> Page text:
»»

JOHANNESBURG / LONDON —
2014 was a turbulent year for human rights in Africa, says Human Rights Watch in its annual report released Thursday. The international watchdog group says sectarian violence and “abusive responses of government forces” fueled many conflicts in the last year. Released on the eve of the African Union summit, the report also notes that African leaders have been too slow -- or too unwilling -- to react.
The rights group report comes just as Africa’s heads of state began to converge on Ethiopia’s capital for the annual African Union summit.
The report echoes the main topics of this year’s summit: the West African Ebola epidemic, Nigeria’s brutal Boko Haram militants, and the conflict and instability in several African states.
But one thing is missing from that discussion, say Human Rights Watch researchers: strong political will to improve human rights across Africa.
The AU has consistently supported its own, voting in 2014 to give sitting African leaders and senior officials immunity from prosecution. And the continental body has awarded its presidency to several leaders who have been accused of heinous and widespread rights abuses, like Libya’s Moammar Gadhafi, Equatorial Guinea’s Teodoro Obiang and -- next in line -- Zimbabwe’s Robert Mugabe.

««

> Dataset entries:
»»

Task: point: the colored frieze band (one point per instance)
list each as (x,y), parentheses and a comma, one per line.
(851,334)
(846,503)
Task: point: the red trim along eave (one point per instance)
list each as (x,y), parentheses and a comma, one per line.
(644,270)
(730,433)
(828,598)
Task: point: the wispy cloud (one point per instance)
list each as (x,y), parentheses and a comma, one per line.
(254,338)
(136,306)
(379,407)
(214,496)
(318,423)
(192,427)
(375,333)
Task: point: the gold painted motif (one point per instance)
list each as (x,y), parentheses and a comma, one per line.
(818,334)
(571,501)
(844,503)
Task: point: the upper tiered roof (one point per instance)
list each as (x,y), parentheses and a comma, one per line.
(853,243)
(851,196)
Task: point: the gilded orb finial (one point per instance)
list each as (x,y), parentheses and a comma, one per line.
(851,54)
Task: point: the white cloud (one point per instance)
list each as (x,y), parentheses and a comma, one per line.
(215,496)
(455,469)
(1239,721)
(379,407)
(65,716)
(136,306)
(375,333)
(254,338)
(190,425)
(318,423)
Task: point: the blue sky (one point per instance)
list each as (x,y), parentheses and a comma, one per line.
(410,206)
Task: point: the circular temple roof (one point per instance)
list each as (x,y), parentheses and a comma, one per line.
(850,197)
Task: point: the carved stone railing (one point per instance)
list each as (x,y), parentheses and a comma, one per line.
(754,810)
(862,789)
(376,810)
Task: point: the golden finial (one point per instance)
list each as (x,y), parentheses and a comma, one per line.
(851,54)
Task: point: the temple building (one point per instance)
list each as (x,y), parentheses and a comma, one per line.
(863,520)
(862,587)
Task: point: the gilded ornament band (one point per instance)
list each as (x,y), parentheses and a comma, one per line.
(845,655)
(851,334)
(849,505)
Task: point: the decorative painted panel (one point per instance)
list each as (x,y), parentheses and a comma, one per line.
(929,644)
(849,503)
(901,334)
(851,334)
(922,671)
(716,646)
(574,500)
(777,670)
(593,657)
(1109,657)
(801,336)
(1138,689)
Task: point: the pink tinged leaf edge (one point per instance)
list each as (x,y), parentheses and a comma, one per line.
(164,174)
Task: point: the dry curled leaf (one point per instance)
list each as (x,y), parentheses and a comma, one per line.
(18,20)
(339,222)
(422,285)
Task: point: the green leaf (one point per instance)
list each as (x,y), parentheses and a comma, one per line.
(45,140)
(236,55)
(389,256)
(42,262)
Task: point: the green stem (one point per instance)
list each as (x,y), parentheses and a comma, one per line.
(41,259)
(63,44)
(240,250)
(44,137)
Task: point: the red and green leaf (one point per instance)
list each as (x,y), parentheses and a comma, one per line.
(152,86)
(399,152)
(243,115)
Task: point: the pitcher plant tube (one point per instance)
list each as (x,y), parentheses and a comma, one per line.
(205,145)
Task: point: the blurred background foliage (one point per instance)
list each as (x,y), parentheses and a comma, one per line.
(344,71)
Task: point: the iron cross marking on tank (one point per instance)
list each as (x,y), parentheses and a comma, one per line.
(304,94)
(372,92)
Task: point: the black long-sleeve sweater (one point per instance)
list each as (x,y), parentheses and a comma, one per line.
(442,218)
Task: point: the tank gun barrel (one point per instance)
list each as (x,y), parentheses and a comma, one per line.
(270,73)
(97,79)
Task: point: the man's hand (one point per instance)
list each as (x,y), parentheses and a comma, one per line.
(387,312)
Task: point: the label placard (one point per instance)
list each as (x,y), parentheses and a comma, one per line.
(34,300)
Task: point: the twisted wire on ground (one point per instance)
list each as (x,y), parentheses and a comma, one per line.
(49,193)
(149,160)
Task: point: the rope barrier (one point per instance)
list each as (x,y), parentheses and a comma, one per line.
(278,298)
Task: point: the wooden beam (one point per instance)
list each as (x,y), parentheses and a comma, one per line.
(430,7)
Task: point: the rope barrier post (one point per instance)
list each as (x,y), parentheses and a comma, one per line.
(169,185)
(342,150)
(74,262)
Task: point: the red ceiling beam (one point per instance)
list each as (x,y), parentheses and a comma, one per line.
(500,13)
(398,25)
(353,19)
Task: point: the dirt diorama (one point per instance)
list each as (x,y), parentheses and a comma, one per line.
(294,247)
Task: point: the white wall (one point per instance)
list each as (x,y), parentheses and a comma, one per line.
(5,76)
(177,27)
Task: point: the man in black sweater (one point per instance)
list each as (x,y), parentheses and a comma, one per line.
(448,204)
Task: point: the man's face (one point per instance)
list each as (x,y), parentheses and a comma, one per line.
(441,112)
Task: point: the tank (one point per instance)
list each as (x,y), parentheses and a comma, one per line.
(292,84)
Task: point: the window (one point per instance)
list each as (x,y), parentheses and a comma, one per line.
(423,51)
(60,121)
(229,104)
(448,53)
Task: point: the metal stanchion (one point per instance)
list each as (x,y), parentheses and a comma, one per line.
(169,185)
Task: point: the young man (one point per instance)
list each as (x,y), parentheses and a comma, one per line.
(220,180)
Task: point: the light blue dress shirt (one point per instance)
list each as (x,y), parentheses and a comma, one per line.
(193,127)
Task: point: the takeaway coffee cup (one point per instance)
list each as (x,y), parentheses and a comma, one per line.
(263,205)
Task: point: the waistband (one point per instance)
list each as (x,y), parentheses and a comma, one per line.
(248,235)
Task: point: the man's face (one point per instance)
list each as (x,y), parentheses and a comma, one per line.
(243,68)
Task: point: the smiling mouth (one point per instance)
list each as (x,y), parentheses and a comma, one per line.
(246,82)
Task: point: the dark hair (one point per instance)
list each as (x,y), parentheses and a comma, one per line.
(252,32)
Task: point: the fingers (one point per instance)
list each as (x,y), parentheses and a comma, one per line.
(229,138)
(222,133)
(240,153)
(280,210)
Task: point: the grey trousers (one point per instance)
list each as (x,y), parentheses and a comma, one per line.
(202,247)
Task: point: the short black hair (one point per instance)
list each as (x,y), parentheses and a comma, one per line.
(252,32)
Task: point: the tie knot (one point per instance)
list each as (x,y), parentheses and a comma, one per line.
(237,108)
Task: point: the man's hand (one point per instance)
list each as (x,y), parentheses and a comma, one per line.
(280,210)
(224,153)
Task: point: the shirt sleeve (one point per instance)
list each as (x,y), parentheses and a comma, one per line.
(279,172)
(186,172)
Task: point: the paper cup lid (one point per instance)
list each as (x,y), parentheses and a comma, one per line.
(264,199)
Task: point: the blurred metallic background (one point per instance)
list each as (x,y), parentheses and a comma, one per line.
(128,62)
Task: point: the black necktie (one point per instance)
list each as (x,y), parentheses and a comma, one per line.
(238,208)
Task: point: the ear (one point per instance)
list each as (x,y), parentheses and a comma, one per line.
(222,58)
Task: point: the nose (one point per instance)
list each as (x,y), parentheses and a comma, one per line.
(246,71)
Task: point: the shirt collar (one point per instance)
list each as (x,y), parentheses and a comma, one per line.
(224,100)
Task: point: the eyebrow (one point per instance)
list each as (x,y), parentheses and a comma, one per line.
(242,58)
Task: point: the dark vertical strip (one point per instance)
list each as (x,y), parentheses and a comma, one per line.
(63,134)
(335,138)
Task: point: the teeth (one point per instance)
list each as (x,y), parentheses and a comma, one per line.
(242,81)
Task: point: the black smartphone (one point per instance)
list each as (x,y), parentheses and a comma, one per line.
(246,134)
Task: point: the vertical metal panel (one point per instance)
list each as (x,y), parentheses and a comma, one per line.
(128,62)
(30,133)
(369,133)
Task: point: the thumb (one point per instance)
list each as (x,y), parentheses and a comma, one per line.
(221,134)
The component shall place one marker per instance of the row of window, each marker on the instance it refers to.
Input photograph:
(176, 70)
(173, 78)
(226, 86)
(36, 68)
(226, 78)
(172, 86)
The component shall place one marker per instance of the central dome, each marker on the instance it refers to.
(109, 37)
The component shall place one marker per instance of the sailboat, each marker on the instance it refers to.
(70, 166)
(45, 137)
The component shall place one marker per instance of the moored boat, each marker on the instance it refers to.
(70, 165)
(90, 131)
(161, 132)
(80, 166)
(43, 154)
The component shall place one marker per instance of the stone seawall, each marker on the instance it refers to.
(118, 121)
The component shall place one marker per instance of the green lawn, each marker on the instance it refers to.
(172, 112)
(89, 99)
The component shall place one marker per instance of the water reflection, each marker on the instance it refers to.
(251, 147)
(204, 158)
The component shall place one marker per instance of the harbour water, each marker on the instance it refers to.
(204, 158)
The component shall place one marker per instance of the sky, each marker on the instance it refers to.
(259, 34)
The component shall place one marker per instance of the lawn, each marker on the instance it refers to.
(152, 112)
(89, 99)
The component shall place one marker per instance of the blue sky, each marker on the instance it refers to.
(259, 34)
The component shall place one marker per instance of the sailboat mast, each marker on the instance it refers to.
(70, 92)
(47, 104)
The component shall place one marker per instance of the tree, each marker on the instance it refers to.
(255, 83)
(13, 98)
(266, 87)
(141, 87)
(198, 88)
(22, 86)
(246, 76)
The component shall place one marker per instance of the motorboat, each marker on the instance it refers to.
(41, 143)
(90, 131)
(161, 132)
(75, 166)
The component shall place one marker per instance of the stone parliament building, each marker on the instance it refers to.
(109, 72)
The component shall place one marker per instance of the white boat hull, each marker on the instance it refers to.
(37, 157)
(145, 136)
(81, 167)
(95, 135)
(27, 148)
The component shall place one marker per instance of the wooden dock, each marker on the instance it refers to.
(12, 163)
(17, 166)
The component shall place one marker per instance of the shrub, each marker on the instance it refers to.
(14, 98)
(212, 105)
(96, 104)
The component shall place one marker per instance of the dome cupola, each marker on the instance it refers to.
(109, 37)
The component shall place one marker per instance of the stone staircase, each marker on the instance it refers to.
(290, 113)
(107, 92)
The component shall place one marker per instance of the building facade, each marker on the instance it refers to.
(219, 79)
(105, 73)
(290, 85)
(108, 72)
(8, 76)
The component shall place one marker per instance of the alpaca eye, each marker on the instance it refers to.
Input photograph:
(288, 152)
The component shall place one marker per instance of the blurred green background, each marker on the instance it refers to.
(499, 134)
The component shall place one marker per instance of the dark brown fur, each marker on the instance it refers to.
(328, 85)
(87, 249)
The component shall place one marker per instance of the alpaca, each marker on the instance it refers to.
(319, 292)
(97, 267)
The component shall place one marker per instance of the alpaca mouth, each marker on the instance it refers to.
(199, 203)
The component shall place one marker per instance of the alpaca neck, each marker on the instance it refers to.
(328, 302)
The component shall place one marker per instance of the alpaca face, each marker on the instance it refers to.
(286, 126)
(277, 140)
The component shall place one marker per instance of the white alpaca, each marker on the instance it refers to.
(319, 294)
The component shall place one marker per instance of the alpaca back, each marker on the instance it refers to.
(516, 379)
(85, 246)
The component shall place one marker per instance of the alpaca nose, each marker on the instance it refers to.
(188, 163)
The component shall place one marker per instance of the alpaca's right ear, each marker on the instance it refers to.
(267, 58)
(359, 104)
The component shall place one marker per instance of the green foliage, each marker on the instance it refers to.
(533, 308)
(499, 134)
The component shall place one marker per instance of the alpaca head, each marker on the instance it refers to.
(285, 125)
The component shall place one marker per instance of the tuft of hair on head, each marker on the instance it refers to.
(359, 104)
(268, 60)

««

> Assignment: Please carry on the article above about the Human Rights Watch report on Africa, picking up after its last sentence, which ends "Zimbabwe's Robert Mugabe."

> Task response:
Aisling Reidy is a senior legal advisor for Human Rights Watch. She said the AU not only has the potential to radically improve human rights on the continent -- it also has the muscle and the manpower.
“They absolutely could make a difference. That resolution," said Reidy, referring to Mugabe's impunity, "is absolutely unacceptable. The idea that leaders, in their self-interest, are going to try to create some immunity. It’s no longer acceptable in an era where we have the International Criminal Court, the first sitting criminal court, where we have the African courts set up.
"We're talking about crimes against humanity, and war crimes and torture. So if the AU was to put aside its short-term political interests and look at the interests of the people of Africa as a whole, it has the instruments at its disposal,” she said.
Reidy also noted some small advances in human rights, notably the AU’s efforts to establish a court in Senegal to try Chad’s former dictator, Hissene Habre.
Andrew Stroehlein, European media direct of Human Rights Watch, said human rights are central to the escalating conflict in Nigeria.
He said the Nigerian army often has responded to the threat from the militant Islamist group Boko Haram by using abuse, and that has only escalated the conflict.
“At almost every step you see the reaction of the Nigerian security forces is to lash out, take absolutely no consideration of human rights, people do not feel that their state is not protecting them, and some people feel the state is attacking them, and it acts as a recruiting call for insurgents,” said Stroehlein.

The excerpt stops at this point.